Lo hicieron contando cierta historia sobre los pueblos nativos, una historia que decía que los pueblos nativos eran menos “civilizados” que los colonos blancos, y, por lo tanto, merecían ser aterrorizados y expulsados de sus tierras. Esta doctrina del descubrimiento fue una creencia religiosa de muchos colonos europeos. La doctrina indicaba que cualquier tierra “descubierta” por cristianos era suya debido a la inherente inferioridad de los pueblos no cristianos. Eventualmente, esta perniciosa idea se convirtió en ley en Estados Unidos. En 1823, la Corte Suprema en el caso Johnson v. M’Intosh dictó que “el principio de descubrimiento” le otorgaba a las naciones europeas un derecho absoluto sobre las tierras del Nuevo Mundo”.
No es secreto que nuestro país fue construido sobre la base de la esclavitud de la gente negra, el robo de la tierra de los indígenas y su casi exterminio. Las instituciones de Estados Unidos, desde nuestro gobierno hasta las universidades de la Ivy League fueron construidas sobre una base de trabajo forzado y cuerpos robados. El interés compuesto sobre las ganancias de esa esclavitud se convirtió en la base de la riqueza intergeneracional de las comunidades blancas—la riqueza intergeneracional que perpetúa la inequidad económica con bases raciales hasta el día de hoy.
Pero el pasado no ha pasado. El racismo estructural continúa 150 años después de la abolición de la esclavitud, solo que en nuevos modos. Como Michelle Alexander escribió en su libro número uno en ventas, The New Jim Crow, el supremacismo blanco ha evolucionado a lo largo de las generaciones. Tras la esclavitud vino la deuda-servitud del mediero. Luego de que la era de Jim Crow fuese derrocada por el movimiento de derechos civiles, el complejo industrial de prisiones y la guerra contra las drogas (léase: la guerra contra la gente negra) ocupó su lugar.

(Entradas del conjunto de datos)
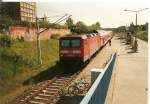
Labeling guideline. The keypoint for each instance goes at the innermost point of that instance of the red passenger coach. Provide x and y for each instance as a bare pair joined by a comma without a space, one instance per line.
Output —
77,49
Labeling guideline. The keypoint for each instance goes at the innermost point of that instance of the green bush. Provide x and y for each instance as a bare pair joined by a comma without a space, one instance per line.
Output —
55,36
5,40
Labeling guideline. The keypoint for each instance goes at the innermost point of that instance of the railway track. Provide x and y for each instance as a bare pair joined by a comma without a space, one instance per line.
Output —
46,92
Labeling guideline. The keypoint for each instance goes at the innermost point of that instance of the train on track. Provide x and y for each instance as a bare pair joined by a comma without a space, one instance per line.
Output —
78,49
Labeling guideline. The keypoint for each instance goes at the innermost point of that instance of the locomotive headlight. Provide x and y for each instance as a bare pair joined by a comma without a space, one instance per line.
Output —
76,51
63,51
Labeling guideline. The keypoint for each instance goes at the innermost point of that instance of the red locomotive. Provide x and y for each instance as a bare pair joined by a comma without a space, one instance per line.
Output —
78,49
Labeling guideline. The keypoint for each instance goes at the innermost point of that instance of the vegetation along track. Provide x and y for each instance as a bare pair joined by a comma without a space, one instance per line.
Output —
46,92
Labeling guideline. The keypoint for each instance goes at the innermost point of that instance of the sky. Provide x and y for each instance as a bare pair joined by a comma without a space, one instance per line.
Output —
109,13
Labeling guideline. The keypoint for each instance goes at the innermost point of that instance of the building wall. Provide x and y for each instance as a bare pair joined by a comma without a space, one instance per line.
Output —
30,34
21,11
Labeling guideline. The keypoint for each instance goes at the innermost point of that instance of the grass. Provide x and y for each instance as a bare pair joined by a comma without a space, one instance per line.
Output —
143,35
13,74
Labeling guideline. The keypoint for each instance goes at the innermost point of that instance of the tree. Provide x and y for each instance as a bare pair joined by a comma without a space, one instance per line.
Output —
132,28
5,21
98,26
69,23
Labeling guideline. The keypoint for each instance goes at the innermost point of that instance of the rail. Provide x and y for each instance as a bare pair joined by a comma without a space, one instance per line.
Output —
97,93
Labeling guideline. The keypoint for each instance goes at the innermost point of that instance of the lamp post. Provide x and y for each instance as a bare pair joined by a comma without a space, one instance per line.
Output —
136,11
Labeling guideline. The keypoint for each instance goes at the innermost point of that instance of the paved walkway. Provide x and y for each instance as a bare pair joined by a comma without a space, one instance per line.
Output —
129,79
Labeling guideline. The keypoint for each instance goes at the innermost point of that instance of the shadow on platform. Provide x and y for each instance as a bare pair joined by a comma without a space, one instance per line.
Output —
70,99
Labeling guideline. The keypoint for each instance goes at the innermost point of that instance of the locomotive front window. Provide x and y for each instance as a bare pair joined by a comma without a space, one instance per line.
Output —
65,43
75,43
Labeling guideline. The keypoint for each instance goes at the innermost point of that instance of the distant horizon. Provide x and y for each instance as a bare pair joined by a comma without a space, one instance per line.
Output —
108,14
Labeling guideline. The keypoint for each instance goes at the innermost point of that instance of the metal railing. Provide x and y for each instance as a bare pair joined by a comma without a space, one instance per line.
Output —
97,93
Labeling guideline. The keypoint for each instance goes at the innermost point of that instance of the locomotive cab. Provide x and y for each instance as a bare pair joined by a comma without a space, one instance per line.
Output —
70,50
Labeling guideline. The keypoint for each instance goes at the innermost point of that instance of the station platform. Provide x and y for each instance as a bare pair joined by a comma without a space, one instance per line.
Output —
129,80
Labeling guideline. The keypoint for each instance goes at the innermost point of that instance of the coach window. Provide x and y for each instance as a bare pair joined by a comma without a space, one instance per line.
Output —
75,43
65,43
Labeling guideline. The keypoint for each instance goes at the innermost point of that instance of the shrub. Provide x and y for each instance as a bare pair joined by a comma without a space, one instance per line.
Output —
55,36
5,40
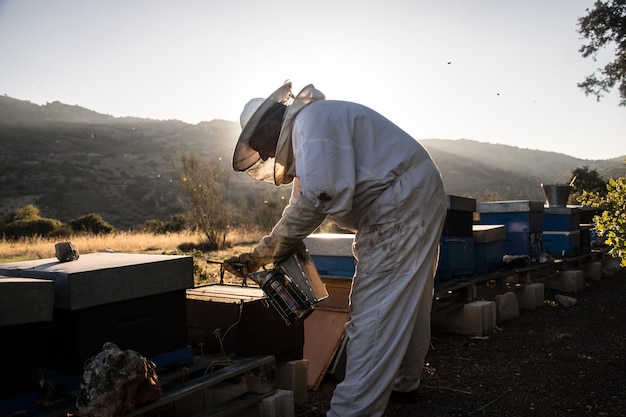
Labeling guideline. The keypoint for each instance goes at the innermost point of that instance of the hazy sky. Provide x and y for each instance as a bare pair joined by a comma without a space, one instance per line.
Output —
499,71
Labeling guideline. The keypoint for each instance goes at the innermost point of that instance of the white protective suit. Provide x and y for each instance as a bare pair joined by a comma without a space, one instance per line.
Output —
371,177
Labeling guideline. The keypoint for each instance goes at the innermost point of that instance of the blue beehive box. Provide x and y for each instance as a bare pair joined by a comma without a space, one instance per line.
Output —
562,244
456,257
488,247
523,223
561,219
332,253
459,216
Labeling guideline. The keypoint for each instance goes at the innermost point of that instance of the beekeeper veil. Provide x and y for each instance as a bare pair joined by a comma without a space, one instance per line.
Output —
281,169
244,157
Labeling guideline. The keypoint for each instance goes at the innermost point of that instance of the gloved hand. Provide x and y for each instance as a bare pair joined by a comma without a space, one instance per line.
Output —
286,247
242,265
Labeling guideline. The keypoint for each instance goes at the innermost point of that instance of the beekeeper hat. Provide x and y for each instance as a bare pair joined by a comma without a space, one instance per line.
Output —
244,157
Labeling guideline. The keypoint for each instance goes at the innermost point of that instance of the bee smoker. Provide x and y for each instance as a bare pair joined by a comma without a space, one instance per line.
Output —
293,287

==

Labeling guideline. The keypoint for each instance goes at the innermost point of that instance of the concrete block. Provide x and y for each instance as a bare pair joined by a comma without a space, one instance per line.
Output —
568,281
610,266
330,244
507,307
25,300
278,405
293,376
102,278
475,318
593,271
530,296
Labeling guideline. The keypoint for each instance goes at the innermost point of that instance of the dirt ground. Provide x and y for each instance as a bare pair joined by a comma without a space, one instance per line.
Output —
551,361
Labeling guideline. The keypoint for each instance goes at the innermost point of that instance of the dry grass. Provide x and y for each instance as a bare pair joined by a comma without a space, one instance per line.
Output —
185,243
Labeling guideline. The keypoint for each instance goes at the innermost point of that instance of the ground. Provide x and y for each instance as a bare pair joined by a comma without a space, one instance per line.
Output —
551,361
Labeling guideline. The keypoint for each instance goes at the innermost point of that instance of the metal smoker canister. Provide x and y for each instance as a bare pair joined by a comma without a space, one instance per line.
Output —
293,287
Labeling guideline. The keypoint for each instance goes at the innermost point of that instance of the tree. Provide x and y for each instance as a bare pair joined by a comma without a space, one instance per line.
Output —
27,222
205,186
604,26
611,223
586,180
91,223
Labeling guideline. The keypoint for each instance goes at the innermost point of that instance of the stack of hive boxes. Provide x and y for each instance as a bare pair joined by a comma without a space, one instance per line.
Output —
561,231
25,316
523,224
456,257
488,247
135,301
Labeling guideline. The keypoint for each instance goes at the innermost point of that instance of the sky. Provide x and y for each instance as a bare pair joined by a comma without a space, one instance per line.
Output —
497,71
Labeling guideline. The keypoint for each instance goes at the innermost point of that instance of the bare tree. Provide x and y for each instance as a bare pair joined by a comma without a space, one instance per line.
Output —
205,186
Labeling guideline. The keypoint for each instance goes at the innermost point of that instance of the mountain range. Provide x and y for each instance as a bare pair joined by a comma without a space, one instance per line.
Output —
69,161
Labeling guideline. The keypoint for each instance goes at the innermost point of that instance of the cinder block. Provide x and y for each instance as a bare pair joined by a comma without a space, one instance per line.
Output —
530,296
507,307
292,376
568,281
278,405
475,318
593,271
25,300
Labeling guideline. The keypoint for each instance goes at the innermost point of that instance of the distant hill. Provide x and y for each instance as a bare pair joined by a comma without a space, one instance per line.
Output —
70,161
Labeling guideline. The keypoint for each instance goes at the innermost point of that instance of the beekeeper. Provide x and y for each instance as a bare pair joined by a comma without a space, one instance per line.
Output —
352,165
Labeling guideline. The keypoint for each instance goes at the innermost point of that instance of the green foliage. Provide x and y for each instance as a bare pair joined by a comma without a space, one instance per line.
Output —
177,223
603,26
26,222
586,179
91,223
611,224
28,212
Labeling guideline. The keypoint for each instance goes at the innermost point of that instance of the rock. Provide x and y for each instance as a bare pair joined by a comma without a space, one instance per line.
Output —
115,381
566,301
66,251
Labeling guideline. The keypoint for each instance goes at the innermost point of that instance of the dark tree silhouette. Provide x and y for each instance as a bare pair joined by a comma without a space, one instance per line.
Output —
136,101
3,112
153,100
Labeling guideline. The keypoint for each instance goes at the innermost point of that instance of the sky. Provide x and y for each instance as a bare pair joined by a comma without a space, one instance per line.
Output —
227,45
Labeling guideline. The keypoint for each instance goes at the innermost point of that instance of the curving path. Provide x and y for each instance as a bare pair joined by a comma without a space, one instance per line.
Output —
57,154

▸ INSTRUCCIONES: Prolonga el fragmento sobre el racismo estructural en Estados Unidos a partir de su última oración. Los registros proceden de una fuente distinta a la del fragmento.

▸ RESPUESTA:
¿Cómo está conectado todo esto con las crisis ambientales de hoy? Todo es parte de la misma historia de deshumanización. Los megacontaminadores globales que crearon el Callejón del Cáncer son solamente la última evolución de la mentalidad explotadora del colono blanco que taló los bosques y aró las praderas. Y así como los colonos tuvieron que creer y contar historias para deshumanizar a la gente que mataron, saquearon y aterrorizaron, los sistemas extractivos de hoy solo pueden funcionar deshumanizando a las personas. En ese entonces, teníamos la doctrina del descubrimiento, y, hoy, es la doctrina del neoliberalismo que dice que está bien valorar algunas vidas más que otras, que está bien que algunas personas cuenten con aire limpio mientras otras tienen dificultades para respirar.
Los crímenes pueden estar escondiéndose a plena vista, pero muchas personas blancas los internalizan para ignorar cómo estos sistemas de violencia e inequidad se manifiestan en nuestra sociedad. Cuando se trata del racismo, muchas personas blancas son como peces nadando en el agua: el supremacismo blanco es tan ubicuo que es difícil incluso percibir que está allí.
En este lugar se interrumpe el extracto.